Document text ▸
Fluid handling – Systems – With pump
Reexamination Certificate
1999-09-29
2001-05-01
Chambers, A. Michael (Department: 3753)
Fluid handling
Systems
With pump
C137S875000, C118S720000
Reexamination Certificate
active
06223770
ABSTRACT:
FIELD
This invention relates to semiconductor processing equipment. More particularly the invention relates to a valve for use in connecting semiconductor processing equipment through their vacuum lines.
BACKGROUND
Vacuum technology is used extensively in the manufacture of semiconductor devices. One reason for this is that the components of an environment can be very closely controlled under very low pressures. In other words, by creating a vacuum and then creating a processing environment, such as by introducing a gas, the environment contains a very large percentage of the gas, and a very small percentage of any other constituents, known collectively as contaminants. In this manner, the materials being processed in the environments are exposed mostly to the gas that is introduced, and minimally to the contaminants.
In order to more tightly control the processes that are conducted within the vacuum equipment, it is desirable to gather certain information in regard to the process. Some of this information has to do with the process chamber itself, and other of the information has to do with the environment created within the process chamber. For example, the ability for a process chamber to maintain the vacuum that is drawn on the chamber is an important processing characteristic. If a chamber dissipates the vacuum too quickly, known as a high leak rate, then this situation introduces a relatively greater amount of contaminants into the chamber during a given period of time. At a certain point, a chamber with a leak rate that is too high is unfit to process semiconductor devices.

Records shown ▸
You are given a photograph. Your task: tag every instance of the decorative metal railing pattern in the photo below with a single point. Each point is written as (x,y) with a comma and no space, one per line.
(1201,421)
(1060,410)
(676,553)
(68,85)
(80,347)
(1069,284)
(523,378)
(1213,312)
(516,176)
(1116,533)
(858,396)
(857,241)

Problem statement ▸ Repeat the patent text word for word, starting at "In order to" and ending at "process semiconductor devices.". These records were drawn from a separate source.

Answer to this exercise ▸
In order to more tightly control the processes that are conducted within the vacuum equipment, it is desirable to gather certain information in regard to the process. Some of this information has to do with the process chamber itself, and other of the information has to do with the environment created within the process chamber. For example, the ability for a process chamber to maintain the vacuum that is drawn on the chamber is an important processing characteristic. If a chamber dissipates the vacuum too quickly, known as a high leak rate, then this situation introduces a relatively greater amount of contaminants into the chamber during a given period of time. At a certain point, a chamber with a leak rate that is too high is unfit to process semiconductor devices.